Déplacements, maladies et faim
La lutte de pouvoir entre les deux parties en conflit a causé « l’une des pires situations humanitaires au monde » selon l’Organisation Internationale pour la Migration (OIM), soulignant qu’« un quart de la population a été déplacé dans des conditions extrêmement difficiles ». En effet, sur les 47 millions d’habitants du Soudan, plus de 11 millions ont fui les régions du Soudan touchées par les combats et 2 millions se sont réfugiés dans les pays voisins. Selon Claudine Mayer, responsable médicale pour Médecins Sans Frontières (MSF) au Soudan, les conditions d’accès aux services de base sont très difficiles, notamment les services sanitaires. Les maladies, comme le choléra et le paludisme, circulent plus facilement dans ces conditions. En effet, le Soudan a enregistré cette semaine plus de 6 000 cas de choléra.

Données fournies:
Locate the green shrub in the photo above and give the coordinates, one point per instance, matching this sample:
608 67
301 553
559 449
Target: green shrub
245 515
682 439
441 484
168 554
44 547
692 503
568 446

Consigne 1:
Répondez à ces questions sur l'extrait consacré à la crise au Soudan :
(a) Combien d'habitants compte le Soudan ?
(b) Quelle fonction occupe Claudine Mayer ?
(c) Combien de cas de choléra le Soudan a-t-il enregistrés cette semaine ?
Consigne 2: Merci de reformuler sous forme de liste le paragraphe de l'extrait sur la crise au Soudan qui commence par « La lutte de pouvoir » en conservant ses faits principaux.
Consigne 3: Poursuivez l'extrait sur la crise au Soudan à partir de sa dernière phrase.
Les données n'ont aucun rôle ici.

Réponse attendue 1:
(a) 47 millions.
(b) Responsable médicale pour Médecins Sans Frontières (MSF) au Soudan.
(c) Plus de 6 000.

Réponse attendue 2:
- D'après l'OIM, la lutte de pouvoir entre les deux parties en conflit a causé l'une des pires situations humanitaires au monde. Un quart de la population a été déplacé.
- Sur 47 millions d'habitants, plus de 11 millions ont fui les régions touchées par les combats. 2 millions se sont réfugiés dans les pays voisins.
- Selon Claudine Mayer (MSF), l'accès aux services de base est très difficile, en particulier aux services sanitaires.
- Le choléra et le paludisme circulent plus facilement. Plus de 6 000 cas de choléra ont été enregistrés cette semaine.

Réponse attendue 3:
En outre, sur le plan économique, cette guerre a aussi fortement perturbé les activités économiques dans la capitale Khartoum et dans d’autres régions du pays. Le Bureau central des statistiques du Soudan a rapporté que le taux d’inflation a récemment atteint 159 %. Selon des estimations, le coût de la guerre dépasse les 100 milliards de dollars, car 70 % des activités économiques au Soudan se sont arrêtés. Le coût des combats au Soudan est estimé à environ un demi-milliard de dollars par jour. La livre soudanaise a perdu presque 50 % de sa valeur en deux ans et la production d’or a diminué de 18 tonnes à seulement 2 tonnes.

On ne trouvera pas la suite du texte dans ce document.